-- Job --
How many lines in the records below contain the string "roof"? Case must match. Reply with the number alone.

-- Dataset rows --
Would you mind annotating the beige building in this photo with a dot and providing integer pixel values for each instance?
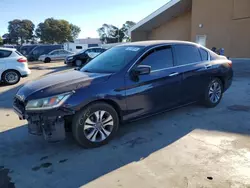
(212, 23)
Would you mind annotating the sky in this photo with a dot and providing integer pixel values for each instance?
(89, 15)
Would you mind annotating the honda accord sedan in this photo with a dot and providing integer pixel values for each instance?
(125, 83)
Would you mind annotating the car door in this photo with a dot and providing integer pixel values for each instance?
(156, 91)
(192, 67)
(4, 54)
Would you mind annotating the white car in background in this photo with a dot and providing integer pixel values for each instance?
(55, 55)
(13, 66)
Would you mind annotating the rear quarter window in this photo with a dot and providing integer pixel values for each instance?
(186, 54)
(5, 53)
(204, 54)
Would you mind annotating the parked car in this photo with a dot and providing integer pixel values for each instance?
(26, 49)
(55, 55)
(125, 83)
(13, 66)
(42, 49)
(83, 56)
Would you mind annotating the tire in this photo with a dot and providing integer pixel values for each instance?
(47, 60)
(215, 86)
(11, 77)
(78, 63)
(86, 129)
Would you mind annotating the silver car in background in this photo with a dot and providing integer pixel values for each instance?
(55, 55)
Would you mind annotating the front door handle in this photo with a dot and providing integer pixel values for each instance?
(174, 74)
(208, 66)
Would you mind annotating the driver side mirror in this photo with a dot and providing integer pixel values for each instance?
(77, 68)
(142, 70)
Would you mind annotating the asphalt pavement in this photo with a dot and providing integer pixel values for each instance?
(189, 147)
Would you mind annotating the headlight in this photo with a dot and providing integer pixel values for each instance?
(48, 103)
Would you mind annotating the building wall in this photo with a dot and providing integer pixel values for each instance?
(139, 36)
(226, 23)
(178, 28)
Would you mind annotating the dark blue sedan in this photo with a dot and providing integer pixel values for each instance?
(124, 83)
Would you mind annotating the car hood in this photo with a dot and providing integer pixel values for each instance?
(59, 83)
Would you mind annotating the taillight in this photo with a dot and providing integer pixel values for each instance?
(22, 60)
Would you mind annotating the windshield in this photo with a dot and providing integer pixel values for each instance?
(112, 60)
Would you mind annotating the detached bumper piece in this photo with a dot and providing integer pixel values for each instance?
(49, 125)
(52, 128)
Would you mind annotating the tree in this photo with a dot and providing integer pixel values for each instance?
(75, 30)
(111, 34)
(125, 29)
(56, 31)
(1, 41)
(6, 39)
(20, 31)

* * *

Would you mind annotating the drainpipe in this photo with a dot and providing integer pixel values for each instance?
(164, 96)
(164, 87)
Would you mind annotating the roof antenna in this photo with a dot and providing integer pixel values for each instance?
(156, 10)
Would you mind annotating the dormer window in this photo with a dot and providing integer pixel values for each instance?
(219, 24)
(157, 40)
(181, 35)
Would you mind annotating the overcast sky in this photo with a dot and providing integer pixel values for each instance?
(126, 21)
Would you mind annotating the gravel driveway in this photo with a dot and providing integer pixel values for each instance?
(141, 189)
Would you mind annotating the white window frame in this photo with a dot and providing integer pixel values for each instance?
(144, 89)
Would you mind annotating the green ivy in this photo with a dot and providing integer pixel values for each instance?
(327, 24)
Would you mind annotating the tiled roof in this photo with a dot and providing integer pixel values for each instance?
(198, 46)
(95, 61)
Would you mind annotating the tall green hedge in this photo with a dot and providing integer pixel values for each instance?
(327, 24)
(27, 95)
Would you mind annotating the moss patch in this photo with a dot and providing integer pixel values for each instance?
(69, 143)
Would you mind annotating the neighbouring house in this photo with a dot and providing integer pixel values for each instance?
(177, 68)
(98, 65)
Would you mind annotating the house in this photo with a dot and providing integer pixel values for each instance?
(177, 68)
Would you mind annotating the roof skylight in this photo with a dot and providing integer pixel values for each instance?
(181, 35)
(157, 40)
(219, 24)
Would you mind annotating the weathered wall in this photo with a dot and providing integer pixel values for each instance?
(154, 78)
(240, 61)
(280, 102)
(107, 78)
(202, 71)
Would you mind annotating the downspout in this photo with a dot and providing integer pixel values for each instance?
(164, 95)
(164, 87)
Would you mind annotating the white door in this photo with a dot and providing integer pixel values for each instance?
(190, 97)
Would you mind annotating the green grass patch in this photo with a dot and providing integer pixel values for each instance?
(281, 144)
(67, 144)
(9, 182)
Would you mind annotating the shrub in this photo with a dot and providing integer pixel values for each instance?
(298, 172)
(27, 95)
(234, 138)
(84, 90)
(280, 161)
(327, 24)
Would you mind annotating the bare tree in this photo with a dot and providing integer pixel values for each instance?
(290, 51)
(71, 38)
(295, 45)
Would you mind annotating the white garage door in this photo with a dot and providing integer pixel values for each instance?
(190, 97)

---

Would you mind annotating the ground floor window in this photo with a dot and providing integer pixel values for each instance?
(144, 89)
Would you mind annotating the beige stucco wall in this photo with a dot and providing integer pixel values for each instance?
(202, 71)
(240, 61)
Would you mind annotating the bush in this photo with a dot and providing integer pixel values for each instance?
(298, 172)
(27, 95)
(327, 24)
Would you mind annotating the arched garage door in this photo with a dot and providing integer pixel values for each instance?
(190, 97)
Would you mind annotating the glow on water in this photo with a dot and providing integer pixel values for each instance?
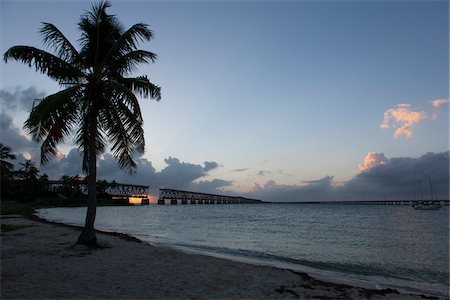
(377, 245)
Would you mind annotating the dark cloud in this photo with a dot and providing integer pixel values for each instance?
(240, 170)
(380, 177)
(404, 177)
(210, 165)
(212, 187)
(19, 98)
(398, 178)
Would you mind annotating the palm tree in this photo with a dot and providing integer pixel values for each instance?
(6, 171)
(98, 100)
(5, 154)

-- Output below --
3